- [Page text]
:::::

[CI] Investigating CI Runners

AlexandreSinger commented 1 month ago

The self-hosted runners were down for the last couple of days and has only now gotten back up. I wanted to investigate any anomolies in the logs of the CIs to see if we have any issues in the testcases we are running which my have caused it.

The motivation behind this investigation is this message produced by the CI when the self-hosted runners were not working:

The self-hosted runner: gh-actions-runner-vtr_XX lost communication with the server. Verify the machine is running and has a healthy network connection. Anything in your workflow that terminates the runner process, starves it for CPU/Memory, or blocks its network access can cause this error.

I went through the logs of the last working nightly test on the master branch ( https://github.com/verilog-to-routing/vtr-verilog-to-routing/actions/runs/9932067866 ) and here are the results for the jobs run on the self-hosted runners (this data was collected from the figures at the bottom of the logs). I also collected their run time since I thought it may be valuable.	Job Name	Average CPU Usage (%)	Max RAM Usage (GB)	Max /dev/sda2 Usage (GB)	Max eth0 Data Received (Mb/s)	Max eth0 Data Sent (Mb/s)
"Capacity"	100	125.82	492.0	-	-	-
Run-tests (vtr_reg_nightly_test1, 16)	32.58	6.74	32.4	577.73	69.72	2h 24m 25s
Run-tests (vtr_reg_nightly_test1_odin, 16, -DWITH_ODIN=ON)	43.56	7.57	40.89	546.61	64.28	3h 5m 12s
Run-tests (vtr_reg_nightly_test2, 16)	48.09	100.03	97.97	630.83	33.65	4h 20m 20s
Run-tests (vtr_reg_nightly_test2_odin, 16, -DWITH_ODIN=ON)	54.27	98.35	97.88	789.33	64.23	3h 39m 22s
Run-tests (vtr_reg_nightly_test3, 16)	64.54	16.66	33.2	551.44	69.02	2h 0m 3s
Run-tests (vtr_reg_nightly_test3_odin, 16, -DWITH_ODIN=ON)	45.93	11.81	39.16	789.53	44.53	3h 9m 4s
Run-tests (vtr_reg_nightly_test4, 16)	44.29	53.45	49.67	789.48	41.61	3h 15m 17s
Run-tests (vtr_reg_nightly_test4_odin, 16, -DWITH_ODIN=ON)	46.42	14.11	37.86	554.0	33.6	1h 15m 5s
Run-tests (vtr_reg_nightly_test5, 16)	47.6	85.94	38.1	789.78	58.08	3h 20m 28s
Run-tests (vtr_reg_nightly_test6, 16)	19.02	74.72	32.35	692.52	6.35	4h 15m 20s
Run-tests (vtr_reg_nightly_test7, 16)	66.39	38.6	35.68	556.99	36.52	50m 9s
Run-tests (vtr_reg_strong, 16, -DVTR_ASSERT_LEVEL=3, libeigen3-dev)	42.67	8.13	5.76	507.23	64.27	15m 10s
Run-tests (vtr_reg_strong_odin, 16, -DVTR_ASSERT_LEVEL=3 -DWITH_ODIN=ON, libeigen3-dev)	31.59	7.71	32.27	582.84	50.31	19m 52s
Run-tests (vtr_reg_strong_odin, 16, -skip_qor, -DVTR_ASSERT_LEVEL=3 -DVTR_ENABLE_SANITIZE=ON -DWI...	63.43	20.03	32.31	756.76	56.57	1h 4m 28s
Run-tests (vtr_reg_system_verilog, 16, -DYOSYS_F4PGA_PLUGINS=ON)	29.12	8.96	32.32	789.53	12.13	22m 18s
Run-tests (odin_reg_strong, 16, -DWITH_ODIN=ON)	7.59	17.07	15.74	286.56	12.24	1h 1m 3s
Run-tests (parmys_reg_strong, 16, -DYOSYS_F4PGA_PLUGINS=ON)	3.66	26.3	31.58	789.63	10.23	2h 47m 31s

The biggest thing that catches my eye is the RAM usage for some of the tests are very close to (what I think to be) the capacity of the machine (125 GB). This is caused by each job using 16 cores to run each test. I doubt this is what caused the problem, since we still have some head room.

:::::

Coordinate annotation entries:
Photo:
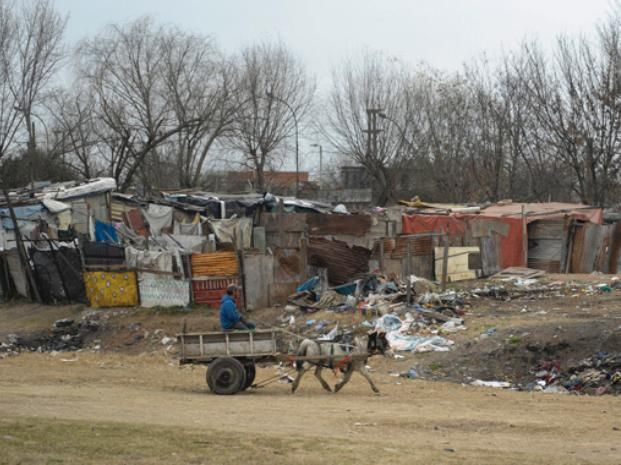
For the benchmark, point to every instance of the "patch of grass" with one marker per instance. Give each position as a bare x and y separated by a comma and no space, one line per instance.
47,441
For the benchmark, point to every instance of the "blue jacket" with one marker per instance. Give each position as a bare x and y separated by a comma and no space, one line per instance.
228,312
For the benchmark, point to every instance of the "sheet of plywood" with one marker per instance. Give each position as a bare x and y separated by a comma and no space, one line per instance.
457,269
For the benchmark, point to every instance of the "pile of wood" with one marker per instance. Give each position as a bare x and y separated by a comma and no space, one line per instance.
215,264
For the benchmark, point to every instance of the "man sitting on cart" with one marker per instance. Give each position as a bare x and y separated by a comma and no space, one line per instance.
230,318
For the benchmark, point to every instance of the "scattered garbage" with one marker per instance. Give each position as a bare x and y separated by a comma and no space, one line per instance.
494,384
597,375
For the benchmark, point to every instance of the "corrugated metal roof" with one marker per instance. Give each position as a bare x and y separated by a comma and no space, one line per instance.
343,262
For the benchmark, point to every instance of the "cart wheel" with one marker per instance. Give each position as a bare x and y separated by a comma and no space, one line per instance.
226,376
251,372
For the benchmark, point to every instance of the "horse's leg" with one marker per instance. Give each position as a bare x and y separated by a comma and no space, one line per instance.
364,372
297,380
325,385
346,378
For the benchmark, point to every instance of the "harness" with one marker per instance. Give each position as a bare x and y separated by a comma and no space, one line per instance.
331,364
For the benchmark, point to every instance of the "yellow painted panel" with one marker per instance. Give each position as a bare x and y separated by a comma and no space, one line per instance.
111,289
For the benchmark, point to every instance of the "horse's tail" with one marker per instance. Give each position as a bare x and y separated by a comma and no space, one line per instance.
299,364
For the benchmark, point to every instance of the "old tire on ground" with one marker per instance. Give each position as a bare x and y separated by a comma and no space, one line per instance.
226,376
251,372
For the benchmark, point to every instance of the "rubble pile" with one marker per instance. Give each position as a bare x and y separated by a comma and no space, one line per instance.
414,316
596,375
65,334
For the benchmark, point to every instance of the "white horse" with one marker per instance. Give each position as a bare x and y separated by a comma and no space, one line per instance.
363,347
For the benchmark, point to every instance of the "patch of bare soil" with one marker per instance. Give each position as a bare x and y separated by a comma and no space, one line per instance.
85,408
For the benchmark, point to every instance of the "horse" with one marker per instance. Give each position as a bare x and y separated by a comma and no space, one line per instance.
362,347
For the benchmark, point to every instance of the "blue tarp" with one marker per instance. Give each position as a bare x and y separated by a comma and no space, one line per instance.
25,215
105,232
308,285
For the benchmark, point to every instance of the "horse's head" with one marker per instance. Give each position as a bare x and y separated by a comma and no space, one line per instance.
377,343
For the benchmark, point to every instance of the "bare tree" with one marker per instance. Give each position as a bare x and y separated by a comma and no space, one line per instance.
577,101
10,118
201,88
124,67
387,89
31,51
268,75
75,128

:::::

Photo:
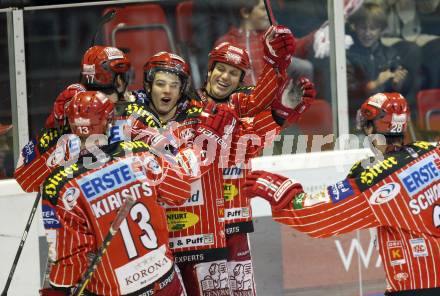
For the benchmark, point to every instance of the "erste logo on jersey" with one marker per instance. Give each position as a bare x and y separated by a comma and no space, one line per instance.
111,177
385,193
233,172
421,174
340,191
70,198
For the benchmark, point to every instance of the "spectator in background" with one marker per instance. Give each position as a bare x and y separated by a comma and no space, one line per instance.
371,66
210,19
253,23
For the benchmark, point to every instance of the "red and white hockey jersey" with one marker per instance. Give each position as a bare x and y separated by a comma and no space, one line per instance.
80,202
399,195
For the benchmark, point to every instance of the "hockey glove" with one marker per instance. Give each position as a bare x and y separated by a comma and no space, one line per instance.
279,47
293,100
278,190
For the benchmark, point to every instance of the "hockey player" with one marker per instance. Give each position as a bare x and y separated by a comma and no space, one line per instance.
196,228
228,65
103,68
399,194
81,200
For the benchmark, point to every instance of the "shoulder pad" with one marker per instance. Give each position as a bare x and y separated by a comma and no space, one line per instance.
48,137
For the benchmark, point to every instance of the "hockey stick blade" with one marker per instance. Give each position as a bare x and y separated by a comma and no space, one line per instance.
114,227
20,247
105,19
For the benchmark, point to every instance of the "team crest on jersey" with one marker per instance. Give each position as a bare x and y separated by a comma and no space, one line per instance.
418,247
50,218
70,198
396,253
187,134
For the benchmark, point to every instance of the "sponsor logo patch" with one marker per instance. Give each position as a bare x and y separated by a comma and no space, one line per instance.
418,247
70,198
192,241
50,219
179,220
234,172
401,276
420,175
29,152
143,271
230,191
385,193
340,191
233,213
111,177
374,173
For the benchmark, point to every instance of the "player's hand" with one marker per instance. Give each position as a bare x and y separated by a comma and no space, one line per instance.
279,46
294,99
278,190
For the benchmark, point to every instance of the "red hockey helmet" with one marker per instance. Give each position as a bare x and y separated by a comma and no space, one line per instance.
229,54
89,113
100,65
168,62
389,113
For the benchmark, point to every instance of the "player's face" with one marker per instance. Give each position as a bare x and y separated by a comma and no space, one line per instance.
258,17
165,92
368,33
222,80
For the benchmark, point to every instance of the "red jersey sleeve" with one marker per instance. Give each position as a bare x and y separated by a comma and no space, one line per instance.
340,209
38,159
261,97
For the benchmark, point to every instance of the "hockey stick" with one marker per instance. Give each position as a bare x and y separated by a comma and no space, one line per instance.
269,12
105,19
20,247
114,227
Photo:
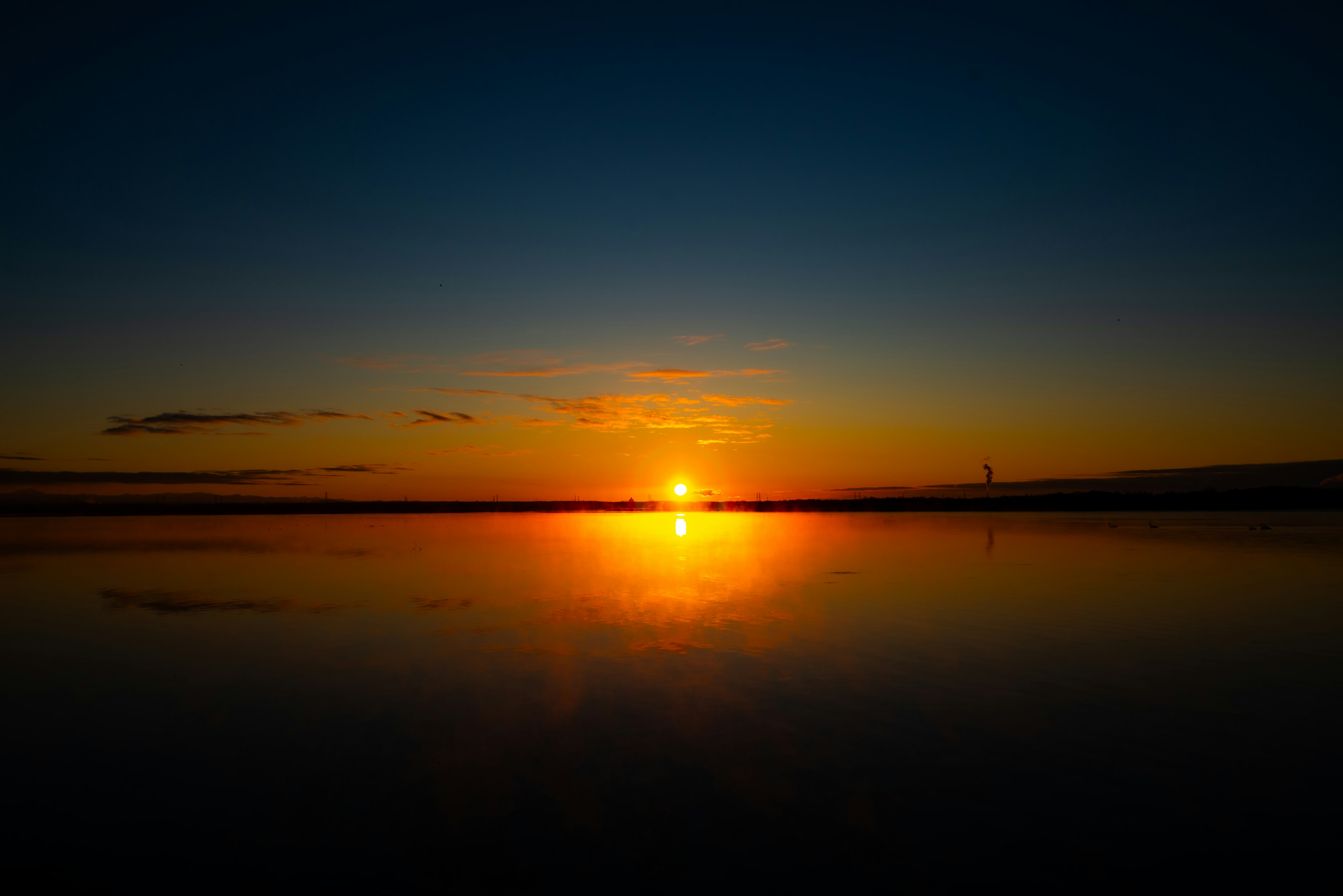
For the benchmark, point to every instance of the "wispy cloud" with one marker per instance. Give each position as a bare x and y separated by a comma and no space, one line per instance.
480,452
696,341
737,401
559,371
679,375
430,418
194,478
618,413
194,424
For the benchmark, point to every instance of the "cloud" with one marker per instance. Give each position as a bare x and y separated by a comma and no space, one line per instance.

:::::

- [Problems to work on]
A. Answer these questions from the CI runner investigation:
(i) Which runner does the CI message that prompted the investigation name?
(ii) On which branch did the last working nightly test whose logs were examined run?
(iii) How many cores does each job use to run each test?
B. Quote the CI runner investigation word for word, from "AlexandreSinger commented 1" to "have caused it.".

- [Outputs]
A.
(i) gh-actions-runner-vtr_XX
(ii) master
(iii) 16

B.
AlexandreSinger commented 1 month ago

The self-hosted runners were down for the last couple of days and has only now gotten back up. I wanted to investigate any anomolies in the logs of the CIs to see if we have any issues in the testcases we are running which my have caused it.